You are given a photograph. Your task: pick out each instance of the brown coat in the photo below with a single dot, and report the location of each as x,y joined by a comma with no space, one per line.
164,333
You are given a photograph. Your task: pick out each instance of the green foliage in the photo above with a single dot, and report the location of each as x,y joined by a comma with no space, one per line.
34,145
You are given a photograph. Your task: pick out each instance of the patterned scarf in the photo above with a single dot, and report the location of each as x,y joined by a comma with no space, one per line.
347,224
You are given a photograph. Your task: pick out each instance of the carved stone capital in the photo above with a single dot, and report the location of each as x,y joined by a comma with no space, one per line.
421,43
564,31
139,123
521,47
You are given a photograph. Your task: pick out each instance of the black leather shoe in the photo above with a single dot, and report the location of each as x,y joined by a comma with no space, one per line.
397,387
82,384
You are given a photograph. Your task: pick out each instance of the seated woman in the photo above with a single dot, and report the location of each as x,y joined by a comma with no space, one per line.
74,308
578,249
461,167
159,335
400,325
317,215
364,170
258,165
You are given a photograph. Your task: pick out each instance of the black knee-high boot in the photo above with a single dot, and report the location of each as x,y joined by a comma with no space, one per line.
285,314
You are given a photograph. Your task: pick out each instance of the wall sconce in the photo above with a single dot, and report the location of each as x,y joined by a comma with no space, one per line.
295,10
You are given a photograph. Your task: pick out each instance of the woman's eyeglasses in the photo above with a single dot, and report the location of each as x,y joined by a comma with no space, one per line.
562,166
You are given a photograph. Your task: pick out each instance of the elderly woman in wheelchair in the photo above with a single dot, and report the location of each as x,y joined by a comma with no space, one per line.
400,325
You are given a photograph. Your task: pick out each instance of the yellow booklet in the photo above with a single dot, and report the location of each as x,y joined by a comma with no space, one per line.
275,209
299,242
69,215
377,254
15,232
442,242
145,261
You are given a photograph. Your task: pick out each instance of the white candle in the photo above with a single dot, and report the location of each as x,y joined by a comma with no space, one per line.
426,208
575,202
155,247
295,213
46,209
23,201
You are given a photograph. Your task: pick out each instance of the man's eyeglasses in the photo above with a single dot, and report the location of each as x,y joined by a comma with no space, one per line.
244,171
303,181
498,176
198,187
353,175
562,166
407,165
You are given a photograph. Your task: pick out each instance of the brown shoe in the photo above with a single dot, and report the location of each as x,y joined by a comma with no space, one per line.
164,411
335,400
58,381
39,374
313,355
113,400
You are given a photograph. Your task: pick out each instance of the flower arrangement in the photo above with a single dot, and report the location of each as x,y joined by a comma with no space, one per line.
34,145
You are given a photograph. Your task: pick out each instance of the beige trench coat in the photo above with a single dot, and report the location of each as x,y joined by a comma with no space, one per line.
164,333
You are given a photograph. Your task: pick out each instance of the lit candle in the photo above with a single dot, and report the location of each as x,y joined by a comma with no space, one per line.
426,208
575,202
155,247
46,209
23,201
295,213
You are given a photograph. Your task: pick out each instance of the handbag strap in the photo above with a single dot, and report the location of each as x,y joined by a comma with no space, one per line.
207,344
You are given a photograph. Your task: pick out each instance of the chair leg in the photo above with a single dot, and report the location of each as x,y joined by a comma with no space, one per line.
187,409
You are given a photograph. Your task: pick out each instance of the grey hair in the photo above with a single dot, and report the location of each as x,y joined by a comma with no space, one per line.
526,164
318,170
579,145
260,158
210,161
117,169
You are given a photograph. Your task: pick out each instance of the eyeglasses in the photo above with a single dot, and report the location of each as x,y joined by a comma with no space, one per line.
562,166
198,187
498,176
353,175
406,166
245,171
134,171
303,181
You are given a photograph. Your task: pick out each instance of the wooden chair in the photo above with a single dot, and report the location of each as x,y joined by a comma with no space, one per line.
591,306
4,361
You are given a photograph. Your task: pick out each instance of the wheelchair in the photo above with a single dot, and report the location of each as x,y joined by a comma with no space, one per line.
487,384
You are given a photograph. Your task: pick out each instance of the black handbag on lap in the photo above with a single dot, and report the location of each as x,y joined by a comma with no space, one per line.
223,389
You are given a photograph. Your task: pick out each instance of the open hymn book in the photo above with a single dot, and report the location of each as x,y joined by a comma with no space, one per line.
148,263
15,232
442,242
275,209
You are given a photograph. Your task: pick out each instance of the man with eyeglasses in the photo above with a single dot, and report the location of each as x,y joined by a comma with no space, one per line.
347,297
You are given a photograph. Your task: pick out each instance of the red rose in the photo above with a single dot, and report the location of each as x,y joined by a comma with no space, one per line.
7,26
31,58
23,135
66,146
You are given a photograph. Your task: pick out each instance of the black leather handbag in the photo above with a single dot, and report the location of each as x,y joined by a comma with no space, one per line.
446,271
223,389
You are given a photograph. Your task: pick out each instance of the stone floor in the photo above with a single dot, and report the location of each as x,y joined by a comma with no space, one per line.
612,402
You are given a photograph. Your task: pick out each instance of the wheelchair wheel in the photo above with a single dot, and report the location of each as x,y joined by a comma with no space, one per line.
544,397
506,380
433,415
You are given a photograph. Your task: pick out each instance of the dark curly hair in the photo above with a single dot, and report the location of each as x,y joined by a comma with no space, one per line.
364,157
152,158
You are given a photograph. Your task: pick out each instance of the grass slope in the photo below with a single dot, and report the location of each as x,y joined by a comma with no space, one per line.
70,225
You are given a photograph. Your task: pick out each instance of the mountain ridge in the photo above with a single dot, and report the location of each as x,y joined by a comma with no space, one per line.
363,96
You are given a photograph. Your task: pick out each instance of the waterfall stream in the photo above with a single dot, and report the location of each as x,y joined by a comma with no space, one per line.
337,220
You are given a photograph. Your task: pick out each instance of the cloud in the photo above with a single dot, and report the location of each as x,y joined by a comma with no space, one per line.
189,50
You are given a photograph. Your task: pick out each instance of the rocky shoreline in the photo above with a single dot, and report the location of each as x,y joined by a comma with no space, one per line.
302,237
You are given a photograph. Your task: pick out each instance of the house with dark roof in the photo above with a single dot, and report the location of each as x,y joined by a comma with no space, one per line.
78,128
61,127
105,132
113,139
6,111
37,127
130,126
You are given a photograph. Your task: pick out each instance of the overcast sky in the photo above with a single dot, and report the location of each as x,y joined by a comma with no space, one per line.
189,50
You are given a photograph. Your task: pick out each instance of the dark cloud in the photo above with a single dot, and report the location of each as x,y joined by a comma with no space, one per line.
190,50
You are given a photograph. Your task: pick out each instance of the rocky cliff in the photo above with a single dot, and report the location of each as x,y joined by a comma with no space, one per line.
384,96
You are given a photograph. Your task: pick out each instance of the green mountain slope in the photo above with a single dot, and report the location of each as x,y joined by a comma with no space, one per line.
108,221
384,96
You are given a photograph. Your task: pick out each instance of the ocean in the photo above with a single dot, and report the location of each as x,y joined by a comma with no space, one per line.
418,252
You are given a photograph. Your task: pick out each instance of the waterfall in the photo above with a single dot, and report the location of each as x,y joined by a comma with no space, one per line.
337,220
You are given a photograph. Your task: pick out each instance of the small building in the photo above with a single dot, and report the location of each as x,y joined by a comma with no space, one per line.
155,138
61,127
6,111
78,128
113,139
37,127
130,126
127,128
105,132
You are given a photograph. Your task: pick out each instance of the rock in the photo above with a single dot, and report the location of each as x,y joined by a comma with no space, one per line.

**What is needed:** Copy every item above word for word, one per line, in the order given.

**Solution for this task:**
You are given a photograph. Your task: pick out each instance of the brown coat in the photo below with a single dot, and report the location of each as x,y joined by a comma with no space, one per line.
164,333
You are given a photograph. Your task: pick out each instance of the green foliage in the photo above with a single dot, and report the location of each as x,y joined by a comma with no space, one per line.
34,145
You are given a photograph. Your task: pick out each instance of the patterned scarf in the photo above with a single dot, and report the location of each as x,y joined by a comma with no space, one per line.
347,224
You are given a photograph. Your task: pick out each instance of the carved stone capital in the photo above with a single dot, and report the location of each as x,y joined by a comma with no space, one per line.
421,43
564,31
139,123
521,47
You are given a photograph. Your task: pick out each instance of the black leather shoe in the photo above with a single dot, and report the location of each as x,y joined by a comma with no space, one per line.
397,387
82,384
You are given a photograph. Your task: pick out each instance of the seated woman in the photo above with a single dot, and report the location of each as x,y joined by a comma with no space, one per line.
74,308
578,249
461,167
159,335
400,325
317,215
364,170
258,165
You are given a photograph. Your task: pick out each instance of the black knee-high boot in the photo above with a single dot, and report the location of each as x,y joined by a comma with no space, one per line.
285,314
You are given a photograph. Your task: pick out each instance of the wall sconce in the photo above with a single dot, and report the location of each as x,y joined by a comma with no space, one per line.
295,10
You are given a photograph. Your task: pick out each instance of the woman's eyeglasses in the photo above with a single dot, and report the location of each as x,y joined by a comma with no space, one per line.
562,166
You are given a photograph. Your task: pick out each instance of the elderly woman in wheelchair in the photo above with a single dot, and report the location of each as x,y joined by a comma with no space, one per line.
400,325
You are given a photograph. Your task: pick out each instance of the yellow booklet in the photo above with a single dot, and report the location of each as x,y joined by a comma with no space, one per line.
275,209
299,242
69,215
377,254
15,232
442,242
145,261
You are given a photograph. Your task: pick out each instance of the white candle in the photo above with a single dot, and report the location of each as x,y joined by a comma with no space, one per line.
426,208
575,202
155,247
295,213
46,209
23,201
You are given a photograph. Your task: pick out each instance of the man's eyeglasses in the photo above with a single dot, and report the location of each as x,y joined by a comma with no space, one per line.
244,171
303,181
498,176
198,187
353,175
562,166
407,165
You are given a photograph. Your task: pick out each instance of the brown shoe in the photo above with a single dot, and report the location of each as x,y joined by a comma with no space, one per line.
164,411
335,400
58,381
39,374
313,355
113,400
You are given a photograph. Your task: pick out each instance of the flower arrangement in the photo above with a single dot, and report the location of each as x,y joined by a comma with no space, one per line.
34,145
You are given a photograph. Your task: pick out each instance of the beige trench coat in the photo above with a single dot, and report the location of each as x,y joined by a comma with no space, one per line.
164,333
You are given a photograph. Your task: pick out each instance of the lit candle in the photo above with a single dot, and report the location of each as x,y joined by a comma with no space, one per line.
426,208
575,202
155,247
46,209
23,201
295,213
You are given a photograph. Your task: pick out each instance of the handbag strap in the photo above with a single dot, and report the location of each as x,y joined by a comma with no space, one per line.
207,344
You are given a photograph. Your task: pick out each instance of the chair leg in the photo above with a single dot, and report the location of each as x,y joined by a comma with no space, one per line.
187,409
You are given a photograph. Your task: pick out each instance of the grey hair in the photo above with a single dot, and report the location of each as x,y joined by a comma with no space, one per line.
526,164
318,170
579,145
260,158
210,161
117,169
You are given a photograph. Your task: pick out each instance of the eyeglasses in the photo above with a single dot, and report the location of each as x,y joined by a comma with no space, one per line.
562,166
198,187
498,176
353,175
406,166
245,171
134,171
303,181
You are given a photograph. Your task: pick out each instance of the wooden chair in the photo above with a single dot, and report the location of each as x,y joined by a comma with no space, one per line.
591,306
4,361
You are given a photograph. Your task: pick out each instance of the wheelchair in the photo above with a single dot, and report the location of each as x,y joined by a comma with no space, one per line.
487,384
You are given a photograph. Your task: pick out each instance of the black handbag on lap in the photo above with a single dot, and report the location of each as x,y joined by a comma with no space, one per line.
223,389
You are given a photograph. Your task: pick out each instance of the open hymn book in the photo above with a single dot, and report the location of each as x,y joined by a comma with no space, one per line.
148,263
15,232
442,242
275,209
You are given a photograph. Your task: pick out each instance of the man with eyeglasses in the photo above with a single dot, and report the location of each as x,y joined by a comma with no space, one per line.
347,297
You are given a photograph. Your task: pick out each instance of the red rose in the photo above with a single dot, and report the location of each as x,y joined by a comma with no space, one per line.
7,26
31,58
23,135
66,146
You are given a photograph. Your task: pick out each instance of the black leather handbag in the photo above with a single dot, and report the location of each as x,y joined by a comma with no space, one per line.
446,271
223,389
You are given a photograph. Your task: pick out each instance of the stone floor in the photo above with a single dot, and report the location of each as x,y joined by a comma with no space, one per line.
612,402
You are given a photograph. Your task: pick out each instance of the wheelchair wheel in the photo above with a single dot, and report the location of each as x,y joined by a comma with no space, one per line.
544,397
506,380
433,415
You are given a photograph. Your task: pick out each instance of the dark curly hair in the photo above with a single dot, and report the location of each as x,y joined by a comma with no space, one per line.
364,157
152,158
You are given a photograph. Your task: pick out each instance of the grass slope in the photo below with a single dot, and report the location of each as x,y joined by a comma with no space, one per line.
70,225
You are given a photograph. Your task: pick out each instance of the mountain ridge in the photo above with a single dot, and report the location of each as x,y joined by a comma with no space, one per line.
363,96
You are given a photograph. Your task: pick out each instance of the waterfall stream in the photo above with a single dot, and report the location of each as x,y joined by a comma with no space, one per line.
337,220
You are given a photograph. Your task: pick out each instance of the cloud in the photo above with a single dot, and report the location of each as x,y joined by a comma with no space, one per line.
189,50
You are given a photograph. Your task: pick out each instance of the rocky shoreline in the photo above with a single dot, and report the location of each as x,y joined by a comma with no space, one per line.
302,237
You are given a photograph. Your task: pick out each instance of the house with dark roof in the photo above with a single dot, and report the location of each as x,y joined by a comma with no space, one per line.
78,128
61,127
105,132
113,139
6,111
37,127
130,126
You are given a photograph. Your task: pick out each instance of the overcast sky in the photo above with a single dot, and report the location of each as x,y joined by a comma with no space, one per line.
189,50
You are given a photograph. Your task: pick out each instance of the dark cloud in the photo above with a single dot, and report the location of each as x,y joined by a comma with no space, one per line.
190,50
You are given a photograph. Your task: pick out each instance of the rocky cliff in the photo above with a single dot, and report the location of each as x,y joined by a comma with no space, one per line.
384,96
You are given a photograph. Your task: pick out each instance of the green mountain slope in the photo above with a single dot, and report the location of each as x,y joined by a comma with no space, one per line.
108,221
384,96
You are given a photograph. Your task: pick out each instance of the ocean in the photo above with a single dot, and report the location of each as x,y joined by a comma with no space, one per line.
418,252
You are given a photograph. Your task: pick out each instance of the waterfall in the photo above with a single dot, and report the location of each as x,y joined by a comma with no space, one per line.
337,220
You are given a photograph. Your task: pick out each instance of the small building in the photo above with a single dot, and report the location of each as x,y joined by a comma with no space, one per line.
155,138
61,127
6,111
78,128
113,139
37,127
130,126
127,128
105,132
You are given a photograph. Your task: pick out each instance of the rock in the photo above with a single dot, and report the location of each as x,y joined by a comma with no space, one per line.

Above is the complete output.